__Assignment__: The answer must consist of every line from the data that holds "gray".

__Listed records__:
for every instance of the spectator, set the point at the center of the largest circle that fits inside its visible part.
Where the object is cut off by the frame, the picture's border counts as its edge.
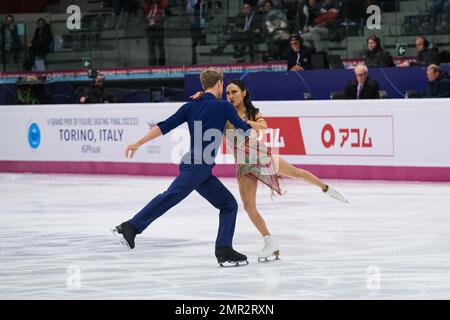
(425, 54)
(41, 43)
(309, 10)
(11, 38)
(247, 26)
(438, 85)
(200, 15)
(329, 13)
(96, 92)
(362, 87)
(376, 56)
(298, 56)
(154, 28)
(275, 29)
(439, 6)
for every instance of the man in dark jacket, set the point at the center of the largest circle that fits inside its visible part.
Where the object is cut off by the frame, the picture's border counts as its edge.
(298, 56)
(438, 83)
(362, 87)
(41, 43)
(425, 54)
(376, 56)
(11, 42)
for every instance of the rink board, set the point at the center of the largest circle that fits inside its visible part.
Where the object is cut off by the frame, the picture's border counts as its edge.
(374, 139)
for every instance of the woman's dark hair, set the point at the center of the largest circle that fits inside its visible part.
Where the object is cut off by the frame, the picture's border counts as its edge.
(377, 41)
(41, 20)
(250, 110)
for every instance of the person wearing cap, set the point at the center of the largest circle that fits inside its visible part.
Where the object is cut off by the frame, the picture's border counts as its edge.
(97, 93)
(298, 56)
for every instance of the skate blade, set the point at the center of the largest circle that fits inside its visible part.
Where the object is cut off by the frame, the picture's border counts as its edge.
(121, 239)
(274, 257)
(228, 264)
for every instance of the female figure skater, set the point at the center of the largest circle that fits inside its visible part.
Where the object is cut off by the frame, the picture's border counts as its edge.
(249, 174)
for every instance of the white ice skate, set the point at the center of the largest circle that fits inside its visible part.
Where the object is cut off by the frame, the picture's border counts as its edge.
(336, 194)
(270, 252)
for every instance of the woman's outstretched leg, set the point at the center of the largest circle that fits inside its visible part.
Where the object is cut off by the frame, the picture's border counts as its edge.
(247, 189)
(288, 170)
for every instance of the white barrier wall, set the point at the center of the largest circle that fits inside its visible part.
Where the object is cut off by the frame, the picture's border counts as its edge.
(372, 139)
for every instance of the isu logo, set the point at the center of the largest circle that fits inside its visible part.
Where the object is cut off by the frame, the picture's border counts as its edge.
(283, 136)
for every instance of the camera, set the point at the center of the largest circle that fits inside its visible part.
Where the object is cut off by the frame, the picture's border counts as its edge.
(92, 73)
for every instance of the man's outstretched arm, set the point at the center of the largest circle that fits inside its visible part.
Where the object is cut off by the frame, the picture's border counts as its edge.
(132, 148)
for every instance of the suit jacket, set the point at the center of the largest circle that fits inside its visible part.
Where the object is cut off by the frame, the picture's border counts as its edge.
(439, 88)
(370, 89)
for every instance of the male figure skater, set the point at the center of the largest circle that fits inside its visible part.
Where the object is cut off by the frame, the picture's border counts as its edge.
(195, 170)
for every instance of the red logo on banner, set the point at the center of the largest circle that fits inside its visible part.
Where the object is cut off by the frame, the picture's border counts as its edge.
(283, 134)
(360, 137)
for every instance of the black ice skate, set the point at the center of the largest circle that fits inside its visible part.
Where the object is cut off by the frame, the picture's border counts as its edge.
(126, 234)
(227, 257)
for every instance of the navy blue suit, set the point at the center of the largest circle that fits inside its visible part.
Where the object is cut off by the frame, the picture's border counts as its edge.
(195, 172)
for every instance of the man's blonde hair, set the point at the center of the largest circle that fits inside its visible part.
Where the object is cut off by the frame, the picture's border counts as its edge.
(209, 78)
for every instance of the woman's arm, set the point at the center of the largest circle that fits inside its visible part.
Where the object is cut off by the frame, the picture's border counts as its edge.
(259, 122)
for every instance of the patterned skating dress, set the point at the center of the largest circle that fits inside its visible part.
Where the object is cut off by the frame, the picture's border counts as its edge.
(253, 159)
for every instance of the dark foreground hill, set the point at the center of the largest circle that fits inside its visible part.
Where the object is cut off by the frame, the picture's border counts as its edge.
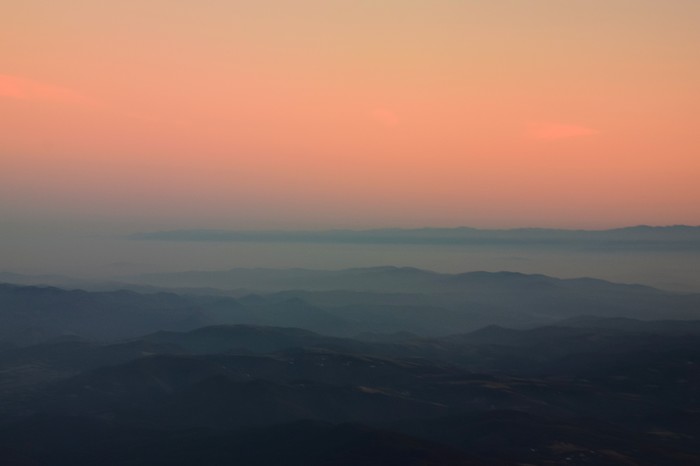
(604, 392)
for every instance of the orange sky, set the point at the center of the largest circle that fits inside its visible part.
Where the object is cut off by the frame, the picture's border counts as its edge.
(363, 113)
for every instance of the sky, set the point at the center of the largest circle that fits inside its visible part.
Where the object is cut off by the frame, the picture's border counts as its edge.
(149, 114)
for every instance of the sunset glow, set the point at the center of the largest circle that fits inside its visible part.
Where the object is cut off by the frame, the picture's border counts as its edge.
(323, 114)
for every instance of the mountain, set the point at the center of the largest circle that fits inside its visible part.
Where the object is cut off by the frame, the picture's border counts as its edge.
(677, 237)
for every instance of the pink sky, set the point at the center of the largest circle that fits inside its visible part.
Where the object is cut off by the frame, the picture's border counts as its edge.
(319, 113)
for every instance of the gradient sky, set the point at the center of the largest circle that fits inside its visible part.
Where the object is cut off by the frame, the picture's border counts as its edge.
(359, 114)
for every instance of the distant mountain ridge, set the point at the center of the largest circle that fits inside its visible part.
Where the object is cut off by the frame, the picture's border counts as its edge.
(674, 237)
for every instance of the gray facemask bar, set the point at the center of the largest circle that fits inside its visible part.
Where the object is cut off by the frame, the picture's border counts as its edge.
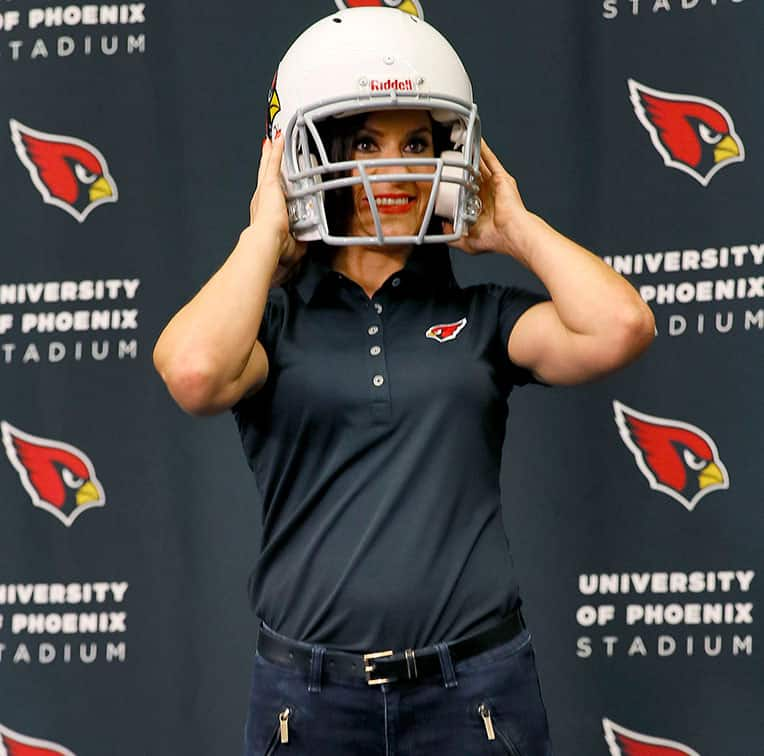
(306, 212)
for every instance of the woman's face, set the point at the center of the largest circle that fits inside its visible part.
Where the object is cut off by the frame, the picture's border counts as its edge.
(401, 204)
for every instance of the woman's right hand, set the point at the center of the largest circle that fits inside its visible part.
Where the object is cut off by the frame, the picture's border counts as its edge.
(268, 209)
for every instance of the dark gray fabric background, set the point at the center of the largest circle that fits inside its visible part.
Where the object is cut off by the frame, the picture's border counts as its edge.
(180, 125)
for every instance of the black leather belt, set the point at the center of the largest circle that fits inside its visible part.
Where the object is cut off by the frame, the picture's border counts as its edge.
(379, 667)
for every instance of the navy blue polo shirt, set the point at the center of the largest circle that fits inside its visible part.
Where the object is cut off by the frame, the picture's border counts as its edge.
(376, 445)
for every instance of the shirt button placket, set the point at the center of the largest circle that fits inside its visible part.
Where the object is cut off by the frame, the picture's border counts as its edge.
(380, 393)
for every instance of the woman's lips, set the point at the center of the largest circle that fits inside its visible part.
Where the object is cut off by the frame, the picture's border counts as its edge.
(393, 204)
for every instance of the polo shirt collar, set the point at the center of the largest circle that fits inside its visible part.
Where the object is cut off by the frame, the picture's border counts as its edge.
(428, 265)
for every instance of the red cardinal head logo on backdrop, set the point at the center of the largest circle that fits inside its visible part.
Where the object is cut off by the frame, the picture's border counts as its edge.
(407, 6)
(625, 742)
(58, 477)
(677, 458)
(14, 744)
(693, 134)
(69, 173)
(445, 331)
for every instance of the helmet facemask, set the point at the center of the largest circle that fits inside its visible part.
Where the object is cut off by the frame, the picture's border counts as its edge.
(317, 179)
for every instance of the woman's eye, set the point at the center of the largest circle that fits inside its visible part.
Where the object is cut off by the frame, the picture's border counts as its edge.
(363, 144)
(418, 145)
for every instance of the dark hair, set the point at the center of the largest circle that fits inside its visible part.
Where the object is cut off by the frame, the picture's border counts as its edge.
(338, 136)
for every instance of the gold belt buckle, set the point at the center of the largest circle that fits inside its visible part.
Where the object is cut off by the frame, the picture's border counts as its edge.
(371, 667)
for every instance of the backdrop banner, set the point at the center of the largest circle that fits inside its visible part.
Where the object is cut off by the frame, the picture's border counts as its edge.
(129, 142)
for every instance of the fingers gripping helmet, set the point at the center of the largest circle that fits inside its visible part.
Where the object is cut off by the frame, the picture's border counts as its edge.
(367, 59)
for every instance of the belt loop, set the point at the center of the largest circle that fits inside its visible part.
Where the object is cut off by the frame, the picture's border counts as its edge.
(316, 664)
(446, 665)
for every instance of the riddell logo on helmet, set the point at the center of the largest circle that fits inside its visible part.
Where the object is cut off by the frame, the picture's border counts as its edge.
(405, 85)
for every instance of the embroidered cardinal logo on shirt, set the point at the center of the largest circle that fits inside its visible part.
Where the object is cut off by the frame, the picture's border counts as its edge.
(446, 331)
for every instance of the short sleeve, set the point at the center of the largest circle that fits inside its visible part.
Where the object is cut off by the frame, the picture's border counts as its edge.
(271, 327)
(514, 302)
(272, 322)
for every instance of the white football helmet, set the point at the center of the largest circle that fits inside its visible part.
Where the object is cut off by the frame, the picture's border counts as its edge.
(366, 59)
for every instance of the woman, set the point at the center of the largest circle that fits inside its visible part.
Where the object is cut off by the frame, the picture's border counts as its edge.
(370, 392)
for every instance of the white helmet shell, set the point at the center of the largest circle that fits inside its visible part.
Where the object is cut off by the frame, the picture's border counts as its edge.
(360, 60)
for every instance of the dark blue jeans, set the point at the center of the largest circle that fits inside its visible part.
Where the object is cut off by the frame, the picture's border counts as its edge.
(488, 704)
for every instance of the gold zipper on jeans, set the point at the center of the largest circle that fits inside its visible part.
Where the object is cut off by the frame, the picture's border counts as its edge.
(284, 724)
(486, 714)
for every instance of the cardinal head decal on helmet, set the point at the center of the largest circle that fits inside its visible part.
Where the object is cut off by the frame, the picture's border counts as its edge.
(623, 742)
(69, 173)
(407, 6)
(366, 59)
(677, 458)
(693, 134)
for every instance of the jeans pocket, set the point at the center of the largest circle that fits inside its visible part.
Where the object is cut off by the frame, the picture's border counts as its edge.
(493, 729)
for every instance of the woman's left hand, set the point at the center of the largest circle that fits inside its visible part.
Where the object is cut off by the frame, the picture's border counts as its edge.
(498, 228)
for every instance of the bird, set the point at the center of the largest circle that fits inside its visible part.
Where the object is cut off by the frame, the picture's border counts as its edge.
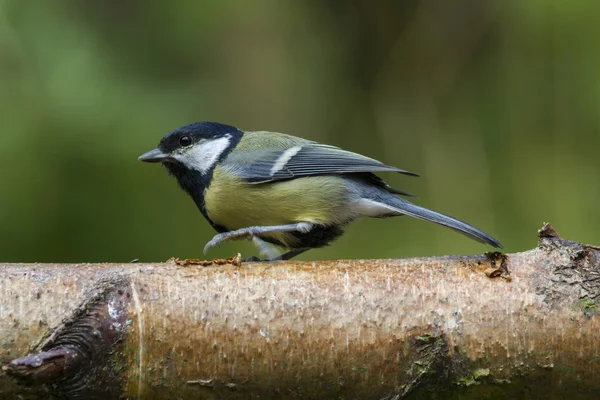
(281, 190)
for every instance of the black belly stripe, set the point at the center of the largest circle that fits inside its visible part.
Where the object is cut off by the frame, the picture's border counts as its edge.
(318, 236)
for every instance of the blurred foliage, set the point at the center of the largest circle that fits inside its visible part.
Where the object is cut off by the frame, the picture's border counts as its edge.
(495, 103)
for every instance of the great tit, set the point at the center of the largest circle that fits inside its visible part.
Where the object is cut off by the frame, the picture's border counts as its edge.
(281, 189)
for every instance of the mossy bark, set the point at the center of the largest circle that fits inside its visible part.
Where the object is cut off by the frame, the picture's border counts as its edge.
(496, 325)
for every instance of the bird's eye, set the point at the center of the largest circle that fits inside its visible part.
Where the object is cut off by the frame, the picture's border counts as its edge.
(185, 141)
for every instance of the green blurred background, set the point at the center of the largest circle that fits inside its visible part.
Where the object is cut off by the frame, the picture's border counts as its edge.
(495, 103)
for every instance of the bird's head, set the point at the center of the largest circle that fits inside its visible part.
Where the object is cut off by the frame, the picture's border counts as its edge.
(195, 147)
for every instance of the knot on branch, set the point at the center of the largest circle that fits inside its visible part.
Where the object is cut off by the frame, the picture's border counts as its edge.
(75, 360)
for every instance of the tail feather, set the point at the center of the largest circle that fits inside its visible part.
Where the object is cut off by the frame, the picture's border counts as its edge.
(410, 209)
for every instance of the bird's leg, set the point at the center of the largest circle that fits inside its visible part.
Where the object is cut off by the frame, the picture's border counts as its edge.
(252, 231)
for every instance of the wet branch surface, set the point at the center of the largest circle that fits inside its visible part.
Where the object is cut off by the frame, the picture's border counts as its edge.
(523, 325)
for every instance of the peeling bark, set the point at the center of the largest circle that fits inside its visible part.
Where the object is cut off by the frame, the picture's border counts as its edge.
(498, 325)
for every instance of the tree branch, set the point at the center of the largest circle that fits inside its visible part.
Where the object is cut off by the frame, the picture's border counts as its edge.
(473, 326)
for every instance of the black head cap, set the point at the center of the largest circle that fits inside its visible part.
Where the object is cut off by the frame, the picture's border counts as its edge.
(194, 132)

__Task response__:
for every instance of the gray facemask bar, set the point at the center of the largest circle that fits inside its visible part.
for every instance of the dark gray fabric background, set the point at the center of the largest circle that fits inside its visible part.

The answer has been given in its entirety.